Source extract:
But despite the rivers playing a huge important role in our socio-economic context, how far we realize the true importance of our rivers. In many cases, our attitudes towards the rivers do not prove that rivers are our living entities and our existence mostly becomes impossible without the generosity of rivers. Rather, alarmingly a great number of rivers are on the verge of extinction and mainly our wise acts contribute to dying of all those.
It is estimated that at one time we had 700 rivers. According to many reports, more than a hundred rivers have already died since independence. Not only that, there are around 405 rivers in the country facing serious threats either for climate change or for many more man-made cruelties such as rampant grabbing and indiscriminate polluting .
Again, it is evident that man has somehow a connection to accelerating climatic change as many more unwise acts we are doing that go on influencing the environment and our survival on earth with negative consequences.
Not only big rivers are being threatened but also a large number of small rivers along with their branches are found critically endangered. The causes are many that lead to extinction of our rivers along with their surrounding resources. The land grabbers and the dishonest syndicates are mostly responsible for the rivers to die.

Set problem: Continue the passage about the country's dying rivers from where it stops.

Entries supplied:

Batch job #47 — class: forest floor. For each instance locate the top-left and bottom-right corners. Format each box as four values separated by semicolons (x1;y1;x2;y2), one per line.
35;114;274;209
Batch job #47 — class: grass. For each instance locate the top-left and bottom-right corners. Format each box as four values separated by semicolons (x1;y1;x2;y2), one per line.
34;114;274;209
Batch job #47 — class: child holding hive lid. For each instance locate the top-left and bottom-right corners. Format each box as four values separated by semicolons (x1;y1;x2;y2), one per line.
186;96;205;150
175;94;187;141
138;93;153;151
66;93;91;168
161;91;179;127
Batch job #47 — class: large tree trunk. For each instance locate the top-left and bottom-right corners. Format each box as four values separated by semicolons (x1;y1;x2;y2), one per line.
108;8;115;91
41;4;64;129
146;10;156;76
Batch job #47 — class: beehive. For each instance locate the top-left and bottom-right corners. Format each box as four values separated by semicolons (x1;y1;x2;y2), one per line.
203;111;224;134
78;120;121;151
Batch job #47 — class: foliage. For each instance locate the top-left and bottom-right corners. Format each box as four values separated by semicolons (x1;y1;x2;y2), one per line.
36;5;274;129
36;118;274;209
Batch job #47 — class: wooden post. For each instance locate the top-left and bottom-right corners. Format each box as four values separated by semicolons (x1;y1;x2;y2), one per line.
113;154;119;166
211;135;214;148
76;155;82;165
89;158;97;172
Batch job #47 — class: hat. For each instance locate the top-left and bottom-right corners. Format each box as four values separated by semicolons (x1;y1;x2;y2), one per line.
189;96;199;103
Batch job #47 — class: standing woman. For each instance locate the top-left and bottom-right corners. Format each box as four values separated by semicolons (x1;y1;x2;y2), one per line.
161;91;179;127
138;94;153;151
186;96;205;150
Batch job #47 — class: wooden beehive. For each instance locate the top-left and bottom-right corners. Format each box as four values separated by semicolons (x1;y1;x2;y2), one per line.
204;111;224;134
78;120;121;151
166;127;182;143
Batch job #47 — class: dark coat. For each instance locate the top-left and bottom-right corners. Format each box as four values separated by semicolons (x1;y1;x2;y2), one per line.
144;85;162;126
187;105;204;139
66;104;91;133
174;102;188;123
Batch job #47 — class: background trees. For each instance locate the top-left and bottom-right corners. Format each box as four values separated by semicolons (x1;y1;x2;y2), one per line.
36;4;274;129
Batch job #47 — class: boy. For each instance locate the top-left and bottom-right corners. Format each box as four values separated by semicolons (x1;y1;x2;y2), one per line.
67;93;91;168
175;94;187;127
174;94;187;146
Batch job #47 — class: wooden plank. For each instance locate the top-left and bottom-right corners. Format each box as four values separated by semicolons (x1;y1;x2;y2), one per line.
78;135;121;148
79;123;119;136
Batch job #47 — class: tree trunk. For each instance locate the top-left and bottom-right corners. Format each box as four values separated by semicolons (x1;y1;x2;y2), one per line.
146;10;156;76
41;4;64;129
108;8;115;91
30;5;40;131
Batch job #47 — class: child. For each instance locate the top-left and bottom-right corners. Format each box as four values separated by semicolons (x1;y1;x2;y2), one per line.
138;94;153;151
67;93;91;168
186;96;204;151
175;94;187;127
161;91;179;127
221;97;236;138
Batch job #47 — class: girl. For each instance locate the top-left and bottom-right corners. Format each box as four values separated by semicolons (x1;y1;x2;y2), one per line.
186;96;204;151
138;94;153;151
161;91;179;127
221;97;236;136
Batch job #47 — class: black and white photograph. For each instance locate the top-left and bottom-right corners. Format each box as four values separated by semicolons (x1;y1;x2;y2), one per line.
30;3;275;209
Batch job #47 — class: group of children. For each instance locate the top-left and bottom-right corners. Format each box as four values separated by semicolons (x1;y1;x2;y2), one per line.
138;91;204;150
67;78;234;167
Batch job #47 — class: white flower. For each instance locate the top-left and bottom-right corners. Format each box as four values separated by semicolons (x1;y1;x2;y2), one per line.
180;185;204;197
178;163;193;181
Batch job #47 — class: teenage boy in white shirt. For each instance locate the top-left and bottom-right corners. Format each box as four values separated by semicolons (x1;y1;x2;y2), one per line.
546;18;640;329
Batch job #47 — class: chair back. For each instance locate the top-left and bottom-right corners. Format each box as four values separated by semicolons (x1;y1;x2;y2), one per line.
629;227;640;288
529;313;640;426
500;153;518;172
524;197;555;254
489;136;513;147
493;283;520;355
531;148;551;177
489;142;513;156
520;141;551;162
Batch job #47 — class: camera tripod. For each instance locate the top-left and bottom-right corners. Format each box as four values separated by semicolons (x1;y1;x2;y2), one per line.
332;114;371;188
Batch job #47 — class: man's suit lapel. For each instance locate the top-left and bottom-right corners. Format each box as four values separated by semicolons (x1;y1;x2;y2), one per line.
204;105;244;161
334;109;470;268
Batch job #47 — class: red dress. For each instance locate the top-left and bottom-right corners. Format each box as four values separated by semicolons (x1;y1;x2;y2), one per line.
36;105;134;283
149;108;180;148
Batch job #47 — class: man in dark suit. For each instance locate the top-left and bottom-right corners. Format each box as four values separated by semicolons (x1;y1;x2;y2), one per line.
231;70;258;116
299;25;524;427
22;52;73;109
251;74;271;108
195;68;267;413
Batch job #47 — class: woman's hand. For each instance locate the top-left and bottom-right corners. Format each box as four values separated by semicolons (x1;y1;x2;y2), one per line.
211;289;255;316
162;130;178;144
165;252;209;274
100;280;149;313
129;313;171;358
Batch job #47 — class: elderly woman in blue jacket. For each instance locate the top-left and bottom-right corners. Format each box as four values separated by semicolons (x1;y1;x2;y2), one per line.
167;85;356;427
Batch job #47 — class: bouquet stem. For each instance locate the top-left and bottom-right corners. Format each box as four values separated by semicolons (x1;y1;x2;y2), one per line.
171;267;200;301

Exercise response:
Things are found alarming that how people are doing unwise acts and showing cruelties against our river resources. It is true that in many cases, the politically grown up syndicates using their muscle power are not only destroying our rivers but also the surrounding biodiversity causing great harms to animals and many other species.
Again sand lifting from the rivers is enormously affecting the ways of rivers. The syndicates who are involved in sand lifting business hardly pay any heed to the country’s law and order and in most cases, the locals hardly dare to lodge any complaint against them. Due to the river bed heavily affected, natural disasters such as flood, cyclones, etc. have become an annual occurrence in the country.
On top of that, the syndicates are found to fill up the adjacent lands of the riverbed along with water bodies and build up personal infrastructures but in many cases, their ill-doings are untouched by the law which is really shocking.
Truly, in the rural areas the branches of many rivers have been turned into cultivable lands as for years there is no initiatives found to dredge those, rather different types of wastages create blockades and accelerate their ends up. Sometimes, we see that the grabbers create barricade amid the rivers and cultivate fishes which disrupts the normal ways of the rivers.
It is no doubt that the rivers in the city areas are more vulnerable. Due to the major industrialization in the cities, the rivers undergo serious threats. Once the river Buriganga was the inspiration and living entity for the people in the city which is about to face extinction these days due to unabated grabbing, rampant dumping of waste and pollution.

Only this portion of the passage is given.